Start of Block

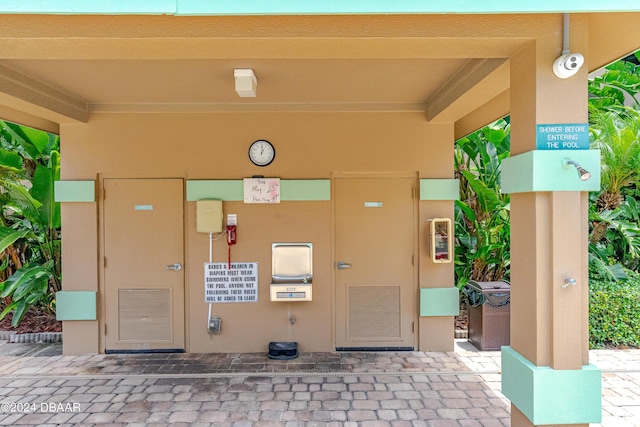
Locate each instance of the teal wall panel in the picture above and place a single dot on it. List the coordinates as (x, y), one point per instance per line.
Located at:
(75, 305)
(439, 301)
(305, 189)
(439, 189)
(226, 190)
(543, 170)
(547, 396)
(74, 191)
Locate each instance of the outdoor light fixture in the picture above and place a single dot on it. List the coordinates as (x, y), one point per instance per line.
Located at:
(568, 63)
(246, 82)
(582, 172)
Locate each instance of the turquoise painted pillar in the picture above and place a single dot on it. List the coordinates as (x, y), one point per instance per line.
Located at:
(546, 372)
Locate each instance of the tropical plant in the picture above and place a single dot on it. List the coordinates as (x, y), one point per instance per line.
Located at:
(614, 118)
(29, 220)
(619, 84)
(482, 227)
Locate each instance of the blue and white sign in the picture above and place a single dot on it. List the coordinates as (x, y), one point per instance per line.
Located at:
(573, 136)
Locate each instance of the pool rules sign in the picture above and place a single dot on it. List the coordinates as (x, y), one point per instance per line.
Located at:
(236, 284)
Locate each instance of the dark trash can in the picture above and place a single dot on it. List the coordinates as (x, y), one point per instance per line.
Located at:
(283, 350)
(489, 314)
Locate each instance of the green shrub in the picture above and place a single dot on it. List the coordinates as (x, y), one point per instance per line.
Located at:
(614, 313)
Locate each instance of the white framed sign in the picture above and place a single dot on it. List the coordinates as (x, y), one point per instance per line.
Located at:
(261, 190)
(236, 284)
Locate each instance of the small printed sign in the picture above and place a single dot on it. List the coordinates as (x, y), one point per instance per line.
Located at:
(143, 207)
(236, 284)
(573, 136)
(372, 204)
(261, 190)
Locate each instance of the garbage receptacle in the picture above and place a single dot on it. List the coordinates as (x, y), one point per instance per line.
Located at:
(489, 314)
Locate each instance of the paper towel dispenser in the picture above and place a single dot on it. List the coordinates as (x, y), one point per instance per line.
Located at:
(291, 271)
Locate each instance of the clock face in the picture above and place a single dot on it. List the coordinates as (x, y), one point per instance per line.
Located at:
(262, 153)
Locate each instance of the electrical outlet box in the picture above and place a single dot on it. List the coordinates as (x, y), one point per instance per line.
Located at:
(209, 216)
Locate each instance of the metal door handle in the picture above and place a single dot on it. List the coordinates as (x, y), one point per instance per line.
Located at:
(342, 265)
(175, 267)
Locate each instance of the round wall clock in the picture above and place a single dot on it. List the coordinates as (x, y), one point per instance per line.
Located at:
(261, 152)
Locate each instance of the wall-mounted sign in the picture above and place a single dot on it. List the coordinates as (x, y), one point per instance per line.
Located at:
(143, 207)
(236, 284)
(261, 190)
(562, 136)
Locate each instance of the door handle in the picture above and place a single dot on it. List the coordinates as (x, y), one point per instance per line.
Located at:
(342, 265)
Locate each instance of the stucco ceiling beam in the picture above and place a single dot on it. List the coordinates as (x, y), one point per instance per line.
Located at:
(25, 94)
(494, 109)
(440, 106)
(255, 48)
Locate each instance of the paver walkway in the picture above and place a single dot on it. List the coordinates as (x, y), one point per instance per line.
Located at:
(458, 388)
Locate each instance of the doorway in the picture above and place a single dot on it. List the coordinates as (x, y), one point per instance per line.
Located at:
(143, 258)
(375, 240)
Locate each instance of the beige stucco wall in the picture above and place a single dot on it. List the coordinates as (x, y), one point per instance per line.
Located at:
(214, 146)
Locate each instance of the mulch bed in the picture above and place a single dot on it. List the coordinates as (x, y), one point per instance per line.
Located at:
(36, 320)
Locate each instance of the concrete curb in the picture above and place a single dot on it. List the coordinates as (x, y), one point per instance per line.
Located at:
(38, 337)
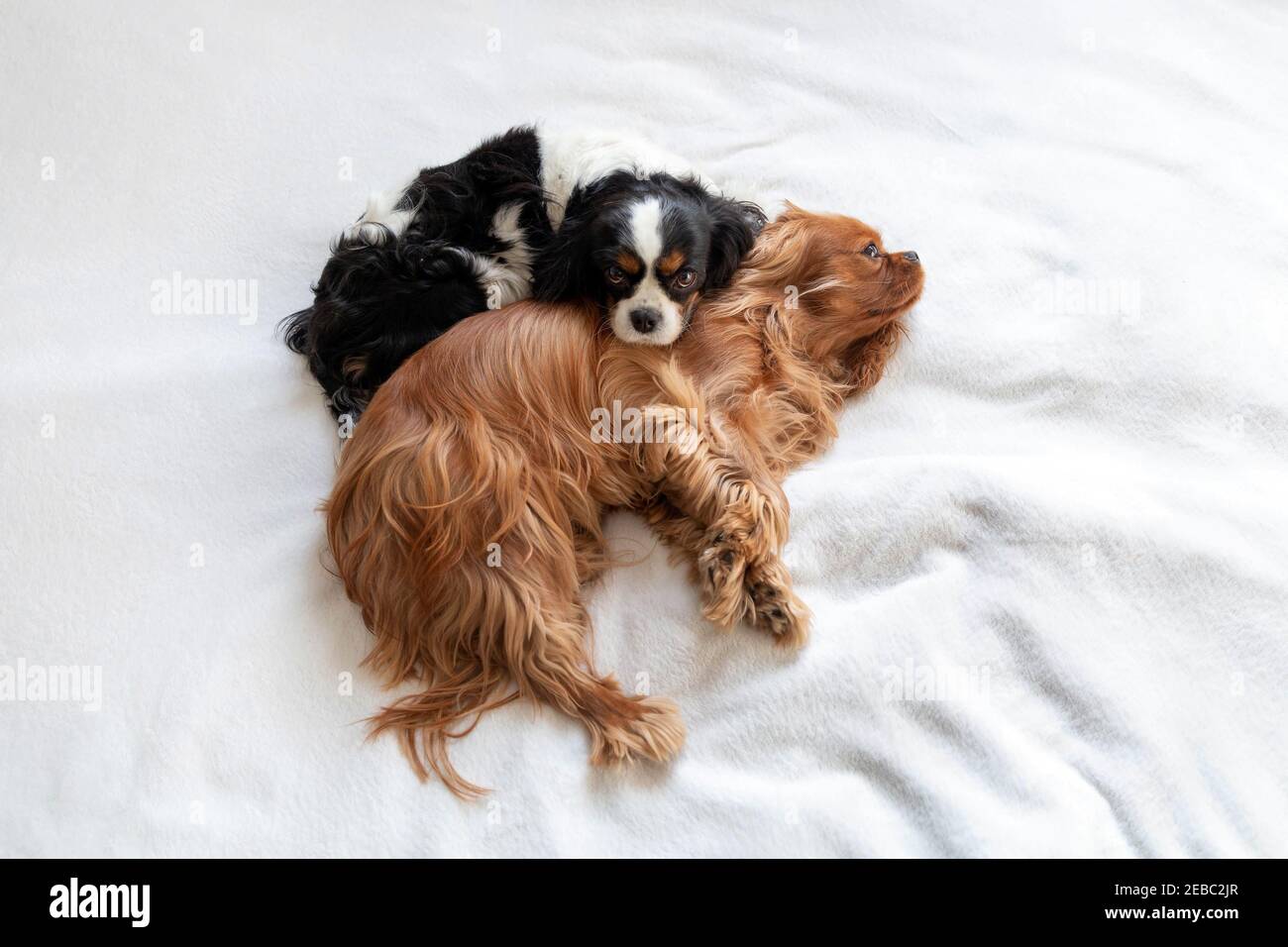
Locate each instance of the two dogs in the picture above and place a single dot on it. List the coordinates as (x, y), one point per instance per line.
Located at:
(467, 514)
(578, 215)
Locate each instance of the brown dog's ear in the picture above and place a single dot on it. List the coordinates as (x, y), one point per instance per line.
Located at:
(866, 360)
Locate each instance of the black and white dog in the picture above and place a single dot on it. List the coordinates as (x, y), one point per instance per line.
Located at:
(528, 213)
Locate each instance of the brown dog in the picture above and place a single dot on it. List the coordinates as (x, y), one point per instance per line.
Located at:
(468, 508)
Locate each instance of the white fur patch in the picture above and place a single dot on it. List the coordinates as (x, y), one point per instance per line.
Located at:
(381, 214)
(574, 158)
(648, 292)
(510, 281)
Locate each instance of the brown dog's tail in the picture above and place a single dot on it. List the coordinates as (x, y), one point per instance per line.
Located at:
(449, 545)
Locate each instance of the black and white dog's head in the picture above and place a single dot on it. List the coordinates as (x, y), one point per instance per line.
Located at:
(645, 248)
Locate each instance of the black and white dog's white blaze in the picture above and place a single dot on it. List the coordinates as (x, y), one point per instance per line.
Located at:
(583, 215)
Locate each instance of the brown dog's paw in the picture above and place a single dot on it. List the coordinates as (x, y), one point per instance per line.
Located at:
(653, 731)
(776, 607)
(721, 569)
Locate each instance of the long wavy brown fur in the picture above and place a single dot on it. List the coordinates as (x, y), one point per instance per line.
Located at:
(468, 508)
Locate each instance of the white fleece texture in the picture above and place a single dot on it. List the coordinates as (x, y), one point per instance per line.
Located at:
(1046, 557)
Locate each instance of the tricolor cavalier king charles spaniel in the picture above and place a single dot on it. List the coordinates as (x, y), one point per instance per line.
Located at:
(592, 217)
(468, 509)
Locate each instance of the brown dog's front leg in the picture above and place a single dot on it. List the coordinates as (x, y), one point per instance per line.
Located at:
(733, 530)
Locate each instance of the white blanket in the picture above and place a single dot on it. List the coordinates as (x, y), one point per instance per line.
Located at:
(1046, 558)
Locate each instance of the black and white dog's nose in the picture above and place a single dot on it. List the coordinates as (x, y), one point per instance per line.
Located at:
(645, 320)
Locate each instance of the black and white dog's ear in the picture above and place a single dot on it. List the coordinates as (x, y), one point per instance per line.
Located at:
(734, 226)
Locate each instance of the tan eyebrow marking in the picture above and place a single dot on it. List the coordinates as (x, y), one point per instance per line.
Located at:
(670, 263)
(629, 262)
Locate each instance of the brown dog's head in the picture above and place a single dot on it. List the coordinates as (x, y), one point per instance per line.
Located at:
(838, 283)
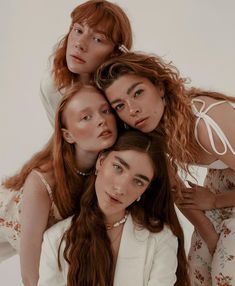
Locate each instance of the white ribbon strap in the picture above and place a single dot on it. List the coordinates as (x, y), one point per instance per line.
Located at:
(201, 114)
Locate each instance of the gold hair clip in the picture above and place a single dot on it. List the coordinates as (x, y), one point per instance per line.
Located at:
(123, 49)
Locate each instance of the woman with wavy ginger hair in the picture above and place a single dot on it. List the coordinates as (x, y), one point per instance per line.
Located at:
(126, 231)
(97, 31)
(49, 186)
(149, 94)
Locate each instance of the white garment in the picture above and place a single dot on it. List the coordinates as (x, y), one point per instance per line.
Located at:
(144, 258)
(50, 96)
(211, 125)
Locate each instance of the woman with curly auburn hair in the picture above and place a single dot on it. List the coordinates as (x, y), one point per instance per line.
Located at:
(49, 186)
(98, 30)
(149, 94)
(127, 231)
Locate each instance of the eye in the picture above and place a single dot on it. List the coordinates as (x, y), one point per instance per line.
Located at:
(117, 168)
(119, 106)
(138, 92)
(138, 182)
(86, 118)
(107, 111)
(78, 29)
(97, 39)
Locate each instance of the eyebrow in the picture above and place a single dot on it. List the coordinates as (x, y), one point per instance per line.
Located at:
(125, 164)
(129, 90)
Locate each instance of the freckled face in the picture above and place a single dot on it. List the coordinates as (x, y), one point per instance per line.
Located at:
(137, 101)
(121, 179)
(87, 48)
(89, 121)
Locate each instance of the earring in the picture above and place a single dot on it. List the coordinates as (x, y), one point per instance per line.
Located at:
(164, 100)
(126, 126)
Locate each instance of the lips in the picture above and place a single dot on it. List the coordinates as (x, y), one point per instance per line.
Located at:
(113, 199)
(79, 59)
(140, 122)
(105, 133)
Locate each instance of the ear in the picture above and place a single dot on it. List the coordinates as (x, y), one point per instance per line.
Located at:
(100, 160)
(67, 136)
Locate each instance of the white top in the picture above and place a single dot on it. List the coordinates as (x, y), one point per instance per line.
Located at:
(211, 125)
(50, 96)
(144, 258)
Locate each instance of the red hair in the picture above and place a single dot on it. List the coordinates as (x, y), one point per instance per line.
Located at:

End of Block

» What this task involves:
Only the number is wanted: how many lines of these entries contain the string "clock"?

» Worked solution:
2